• **Stated task 1**
List every person named in the parliamentary debate text below by a title and surname, such as Mr. or Ms.
-- Reading text start --
That family found themselves again on the local council's books, and the home that they occupied as council tenants for 11 years was left empty. Every Sunday, the family used to visit their old house and look through the front windows of the property that was once their home. If they had not believed Conservative party propaganda, they would still be contented council tenants.

That family was placed in bed-and-breakfast accommodation, which had a serious effect on their health, for 56 weeks—at a cost to the council of £18,000. That is the economics of the situation.

Mr. Stephen

Will the hon. Gentleman give way now?

Mr. Jones

No, because I have much more ground to cover.

The most remarkable contribution in today's debate was that of the hon. Member for Brecon and Radnor (Mr. Evans). Many of his comments might lead one to think that he had a place on this side of the House. I agree with him that local authorities must be efficient in collecting rent and in turning round property. I pay tribute to Cheltenham local authority, which has cut the time between lets from seven weeks to four weeks and is reducing it still further. As a consequence, the number of families in bed-and-breakfast accommodation has also fallen and continues to do so. I point out that the council is controlled by Liberal Democrats, and that is Liberal Democrat policy in action.

The hon. Member for Hampstead and Highgate (Ms. Jackson) said that she would like to see £1.75 billion of receipts released. She is right to argue that, though I believe—because I was absent from the Chamber—that the hon. Lady confused some of her figures.
-- Reading text end --
-- Supplied records start --
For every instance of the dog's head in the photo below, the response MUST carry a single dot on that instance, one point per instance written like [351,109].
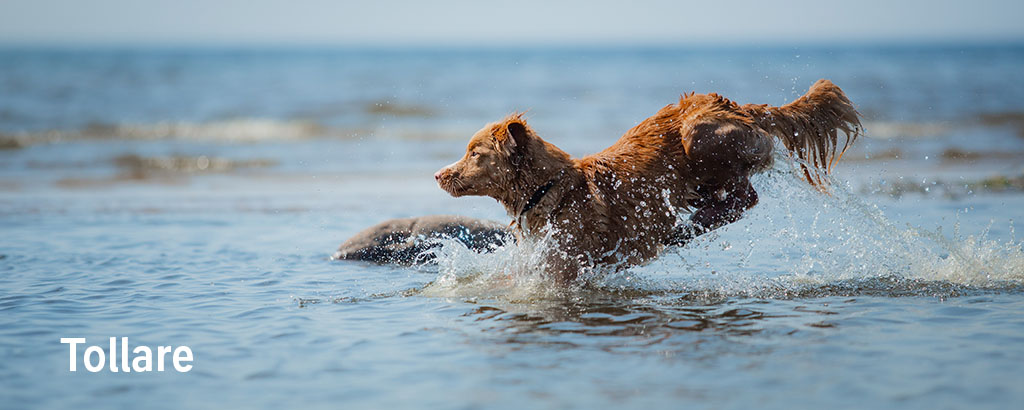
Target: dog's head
-- Supplied records end --
-- Supplied records start --
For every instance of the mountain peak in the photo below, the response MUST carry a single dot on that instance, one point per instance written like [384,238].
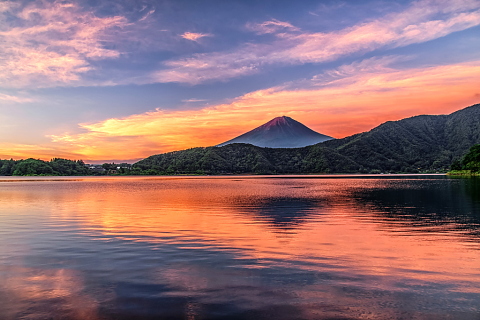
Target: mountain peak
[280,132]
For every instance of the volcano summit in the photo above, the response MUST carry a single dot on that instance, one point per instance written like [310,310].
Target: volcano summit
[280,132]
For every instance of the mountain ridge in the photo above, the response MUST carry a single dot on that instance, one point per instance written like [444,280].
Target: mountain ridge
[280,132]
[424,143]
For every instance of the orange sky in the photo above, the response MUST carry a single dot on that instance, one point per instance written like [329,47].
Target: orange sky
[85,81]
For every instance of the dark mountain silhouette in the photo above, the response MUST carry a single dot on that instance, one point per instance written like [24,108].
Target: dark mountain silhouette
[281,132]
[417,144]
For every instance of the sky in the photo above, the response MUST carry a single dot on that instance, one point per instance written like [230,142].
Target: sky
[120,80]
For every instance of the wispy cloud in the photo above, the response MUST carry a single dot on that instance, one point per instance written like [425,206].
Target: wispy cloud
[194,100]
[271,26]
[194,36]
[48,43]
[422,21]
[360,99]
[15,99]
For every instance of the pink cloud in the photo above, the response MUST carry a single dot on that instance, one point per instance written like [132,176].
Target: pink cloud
-- Supplied records end --
• **Stated task 2**
Write out as a numbered list everything in the records from the line containing "For every instance of the wispy" down to the line containing "Target: pink cloud", leaving out any blank lines.

• **Task output 1**
Mr. Stephen
Mr. Jones
Mr. Evans
Ms. Jackson

• **Task output 2**
1. For every instance of the wispy cloud in the photo above, the response MUST carry a single dot on that instance, one point per instance written like [425,206].
2. Target: wispy cloud
3. [194,100]
4. [271,26]
5. [194,36]
6. [48,43]
7. [422,21]
8. [360,99]
9. [15,99]
10. For every instance of the pink cloud in the photo above, the response MUST carry a single dot on that instance, one point per instance written like [132,176].
11. Target: pink cloud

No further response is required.